Any picture in the entries is to be skipped, while everything else is transcribed word for word.

***** Data provided

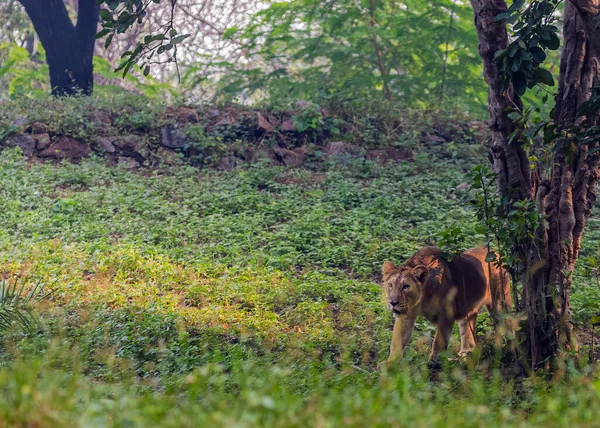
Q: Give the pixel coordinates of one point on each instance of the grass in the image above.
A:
(185, 297)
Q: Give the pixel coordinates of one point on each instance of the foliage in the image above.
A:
(215, 297)
(534, 32)
(186, 297)
(20, 73)
(120, 15)
(16, 299)
(344, 50)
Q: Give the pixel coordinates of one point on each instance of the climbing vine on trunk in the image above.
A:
(548, 168)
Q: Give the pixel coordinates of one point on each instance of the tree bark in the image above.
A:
(380, 61)
(69, 48)
(548, 259)
(574, 178)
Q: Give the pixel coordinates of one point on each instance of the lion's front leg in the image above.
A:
(403, 328)
(442, 337)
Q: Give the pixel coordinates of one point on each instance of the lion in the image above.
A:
(443, 292)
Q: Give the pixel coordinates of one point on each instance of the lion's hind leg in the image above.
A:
(467, 328)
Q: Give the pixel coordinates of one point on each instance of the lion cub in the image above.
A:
(443, 292)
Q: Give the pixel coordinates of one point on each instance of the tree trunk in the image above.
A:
(69, 48)
(574, 178)
(547, 260)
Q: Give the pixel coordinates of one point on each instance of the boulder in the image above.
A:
(128, 163)
(339, 149)
(288, 126)
(66, 148)
(172, 137)
(166, 156)
(26, 142)
(389, 155)
(263, 123)
(131, 145)
(187, 115)
(225, 121)
(37, 128)
(19, 120)
(104, 144)
(229, 163)
(42, 141)
(295, 157)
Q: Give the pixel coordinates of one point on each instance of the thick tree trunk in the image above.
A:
(574, 179)
(69, 48)
(548, 260)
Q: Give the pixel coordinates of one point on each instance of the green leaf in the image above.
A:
(108, 40)
(179, 39)
(102, 33)
(491, 257)
(544, 76)
(553, 42)
(105, 15)
(538, 54)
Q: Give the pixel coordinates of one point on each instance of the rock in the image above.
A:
(188, 115)
(128, 163)
(288, 126)
(166, 156)
(42, 141)
(131, 145)
(263, 124)
(227, 120)
(340, 149)
(66, 148)
(25, 141)
(101, 117)
(172, 137)
(229, 163)
(302, 105)
(37, 128)
(104, 144)
(294, 157)
(19, 120)
(389, 155)
(435, 139)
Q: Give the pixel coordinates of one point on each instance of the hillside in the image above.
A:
(220, 266)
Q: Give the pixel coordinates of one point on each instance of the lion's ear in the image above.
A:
(420, 273)
(388, 268)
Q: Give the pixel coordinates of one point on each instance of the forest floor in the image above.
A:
(250, 297)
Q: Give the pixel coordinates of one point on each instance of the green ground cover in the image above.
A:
(185, 297)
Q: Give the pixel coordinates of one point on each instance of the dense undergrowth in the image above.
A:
(186, 296)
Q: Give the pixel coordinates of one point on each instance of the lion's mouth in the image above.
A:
(399, 311)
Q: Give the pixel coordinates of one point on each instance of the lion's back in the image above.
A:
(494, 279)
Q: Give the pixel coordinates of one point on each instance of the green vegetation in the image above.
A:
(185, 296)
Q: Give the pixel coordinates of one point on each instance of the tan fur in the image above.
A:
(443, 292)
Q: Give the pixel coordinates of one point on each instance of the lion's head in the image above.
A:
(404, 286)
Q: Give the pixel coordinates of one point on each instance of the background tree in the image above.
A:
(553, 183)
(69, 47)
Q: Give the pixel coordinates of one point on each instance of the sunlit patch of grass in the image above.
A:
(185, 297)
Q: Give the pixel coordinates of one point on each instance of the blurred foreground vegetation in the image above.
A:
(185, 296)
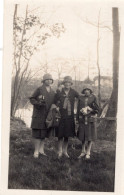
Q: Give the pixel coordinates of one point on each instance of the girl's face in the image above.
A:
(48, 82)
(67, 85)
(87, 92)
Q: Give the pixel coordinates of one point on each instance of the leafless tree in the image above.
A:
(98, 25)
(29, 33)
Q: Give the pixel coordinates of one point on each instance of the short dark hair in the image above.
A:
(83, 91)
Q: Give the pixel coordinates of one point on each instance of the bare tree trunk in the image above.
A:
(17, 80)
(98, 67)
(110, 126)
(112, 110)
(15, 65)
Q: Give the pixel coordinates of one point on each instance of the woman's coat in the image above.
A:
(40, 111)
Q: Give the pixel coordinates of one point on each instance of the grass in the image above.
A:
(51, 173)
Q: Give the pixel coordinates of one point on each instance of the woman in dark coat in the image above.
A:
(65, 99)
(87, 110)
(42, 100)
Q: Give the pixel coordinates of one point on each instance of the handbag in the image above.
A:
(53, 118)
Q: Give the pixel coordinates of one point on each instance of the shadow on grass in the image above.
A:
(51, 173)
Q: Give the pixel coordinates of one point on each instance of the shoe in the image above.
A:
(42, 153)
(66, 154)
(59, 155)
(81, 155)
(36, 155)
(87, 156)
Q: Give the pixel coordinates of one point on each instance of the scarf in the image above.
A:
(67, 105)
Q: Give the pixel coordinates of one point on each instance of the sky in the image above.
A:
(79, 41)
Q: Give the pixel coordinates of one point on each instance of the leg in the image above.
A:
(65, 147)
(83, 151)
(36, 146)
(41, 148)
(88, 149)
(60, 143)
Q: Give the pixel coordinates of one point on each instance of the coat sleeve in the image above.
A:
(57, 98)
(33, 99)
(95, 106)
(76, 94)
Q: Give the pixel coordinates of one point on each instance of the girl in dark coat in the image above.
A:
(42, 100)
(65, 100)
(87, 110)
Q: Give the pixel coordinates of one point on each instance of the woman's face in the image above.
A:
(67, 85)
(48, 82)
(87, 92)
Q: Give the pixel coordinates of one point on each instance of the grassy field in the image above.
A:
(51, 173)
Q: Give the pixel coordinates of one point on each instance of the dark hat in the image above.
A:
(83, 91)
(67, 79)
(47, 77)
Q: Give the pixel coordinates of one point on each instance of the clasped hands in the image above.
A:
(86, 110)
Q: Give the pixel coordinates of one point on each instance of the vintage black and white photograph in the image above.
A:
(64, 95)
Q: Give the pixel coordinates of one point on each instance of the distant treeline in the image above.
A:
(28, 89)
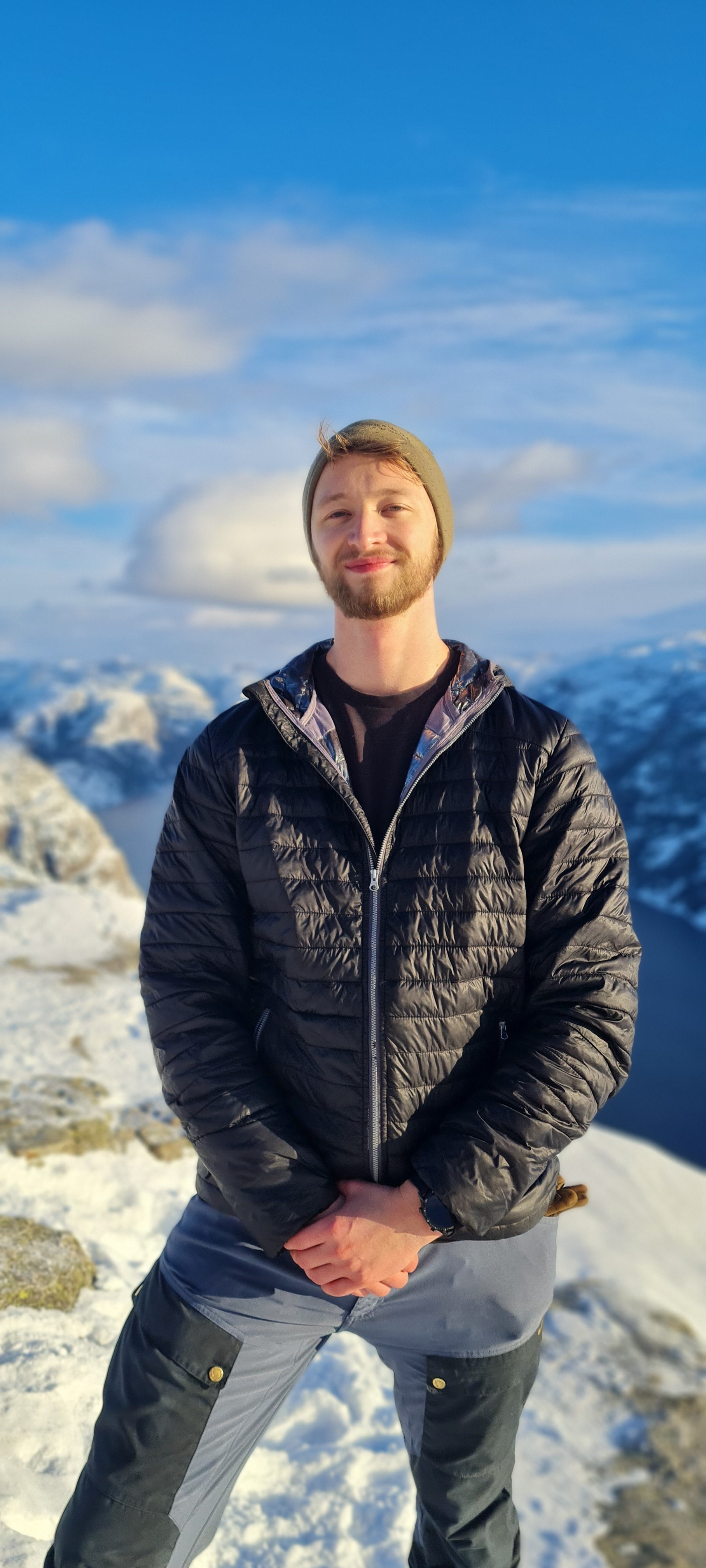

**********

> **Solution to the problem**:
Q: Give the pixel coordinates of one point on each instance of the grass in the image above.
A:
(185, 297)
Q: Give the pixel coordinates of one point on each instance of the foliage in the image above.
A:
(215, 297)
(534, 32)
(186, 297)
(20, 73)
(120, 15)
(16, 299)
(344, 50)
Q: Give the pixel coordinates of one point on each instance of the climbing vine on trunk in the image above.
A:
(548, 168)
Q: Give the pixel coordinates of one point on each instance of the tree bark in the image above.
A:
(380, 61)
(69, 48)
(548, 259)
(574, 178)
Q: Give the pixel coordinates of one point on each instance of the lion's front leg in the image above.
A:
(403, 328)
(442, 337)
Q: Give the pixel coordinates of one point on each instance of the lion in the image above.
A:
(443, 292)
Q: Give the pixel coordinates of one point on each instance of the lion's hind leg in the image above.
A:
(467, 328)
Q: Give the pixel coordinates of one point on each instance of the lion cub in the image above.
A:
(443, 292)
Q: Give the pixel coordinates of one point on each instance of the tree trunk in the image above.
A:
(69, 48)
(574, 178)
(547, 260)
Q: Give the pixel coordinates of one point on each instance of the boulder in the image above.
A:
(128, 163)
(339, 149)
(288, 126)
(66, 148)
(172, 137)
(166, 156)
(26, 142)
(389, 155)
(263, 123)
(131, 145)
(187, 115)
(225, 121)
(37, 128)
(19, 120)
(104, 144)
(229, 163)
(42, 141)
(295, 157)
Q: Give the pixel coordinates of one point on each instance of the thick tree trunk in the image above.
A:
(574, 179)
(69, 48)
(548, 260)
Q: Give the pixel coordinates of one point on each instance of the green leaf in the image above.
A:
(108, 40)
(179, 39)
(102, 33)
(491, 257)
(544, 76)
(553, 42)
(105, 15)
(538, 54)
Q: Give the pixel coordinates of one point on each instance of the rock in the image above.
A:
(188, 115)
(128, 163)
(288, 126)
(166, 156)
(42, 141)
(131, 145)
(263, 124)
(227, 120)
(340, 149)
(66, 148)
(25, 141)
(101, 117)
(172, 137)
(229, 163)
(302, 105)
(37, 128)
(104, 144)
(294, 157)
(19, 120)
(389, 155)
(435, 139)
Q: Give the pixel coordinates of one point on each instance of the hillside in the image above.
A:
(220, 266)
Q: Give the pixel coordinates of one point on each instance of the lion's ear in the image above.
A:
(420, 273)
(388, 268)
Q: Give the pixel coordinates of one point on each instance of the forest floor in the image above.
A:
(250, 297)
Q: Give the pixel coordinates of one point on each instance of the green ground cover in the image above.
A:
(185, 297)
Q: Give the pixel coordinates of one point on each instance of the dense undergrowth in the image above.
A:
(186, 296)
Q: Give the pixel coordinates of one point on each instance of the lion's mouth in the image above.
A:
(399, 311)
Q: Give the pixel coordinates of one point on each instance of the lion's back in the image above.
A:
(494, 279)
Q: Give the pixel coordinates of one point on each instance of the green vegetation in the image above.
A:
(185, 296)
Q: Give the pixel coordinates of one point on each instance of the tan fur in the image above.
A:
(443, 292)
Q: Give the pixel coordinates of one point on each instance of the lion's head in the image above.
A:
(404, 286)
Q: Give the pixel coordinates of one point on each instance of the background tree in the image above.
A:
(553, 183)
(69, 47)
Q: Give the pixel coordinates of one point on each instance of the sunlit patch of grass in the image above.
A:
(185, 297)
Q: Give the pixel coordinates of one point on each instance of the blurred foreground vegetation in the image above.
A:
(185, 296)
Q: Give the pixel coordinates of one point on each instance of the girl's face in the image above.
A:
(48, 82)
(67, 85)
(87, 92)
Q: Give the pixel coordinates of one point on each instance of the leafless tree in the image above.
A:
(98, 25)
(29, 33)
Q: Give the pixel coordinates of one point on each instance of the short dark hair in the image above.
A:
(83, 91)
Q: Give the pixel coordinates of one point on each instance of the bare tree trunk in the image above.
A:
(17, 80)
(98, 67)
(110, 126)
(112, 110)
(15, 65)
Q: Give the pixel coordinates of one point on each instance of the woman's coat in the image above.
A:
(40, 111)
Q: Give the pixel coordinates of one point on each instance of the grass in the image above.
A:
(51, 173)
Q: Give the pixel coordinates of one point on each instance of the woman in dark coat in the image above.
A:
(65, 99)
(87, 110)
(42, 100)
Q: Give the pixel coordinates of one point on each instance of the handbag in the image above.
A:
(53, 118)
Q: Give the pixel coordinates of one point on each instance of the shadow on grass in the image above.
A:
(51, 173)
Q: Give the pixel coordinates of one point on each instance of the shoe in the image above.
A:
(42, 153)
(66, 154)
(59, 155)
(81, 155)
(36, 155)
(87, 156)
Q: Give the pixel coordinates of one point on each instance of the scarf in the image above.
A:
(67, 105)
Q: Give the pixel coordinates of one point on each instance of the sky in the image above.
A:
(79, 41)
Q: Give the pixel coordinates of one point on each instance of the leg in the image above.
A:
(65, 147)
(83, 151)
(36, 146)
(41, 148)
(88, 149)
(60, 143)
Q: Give the pixel coordinates of one point on each instance of the coat sleeve in the image above.
A:
(57, 98)
(33, 99)
(95, 106)
(76, 94)
Q: Give the pixel coordinates of one point on each instance of the girl in dark coat in the image above.
A:
(42, 100)
(65, 100)
(87, 110)
Q: Give the pixel coordinates of one point on each instance of the woman's face in the image above.
A:
(67, 85)
(48, 82)
(87, 92)
Q: Give the pixel coordinates of one point on each instance of the grassy field in the image above.
A:
(51, 173)
Q: Give the pixel coordinates of one point on each instance of the dark hat in the image above.
A:
(83, 91)
(67, 79)
(47, 77)
Q: Give the pixel coordinates of one point on each instance of the clasped hands in the image above.
A:
(86, 110)
Q: Give the pixel coordinates of one point on each instance of the vintage black and white photograph in the image above.
A:
(64, 95)
Q: Give the pixel coordinates of one point on each instance of the distant treeline in the image above.
A:
(28, 89)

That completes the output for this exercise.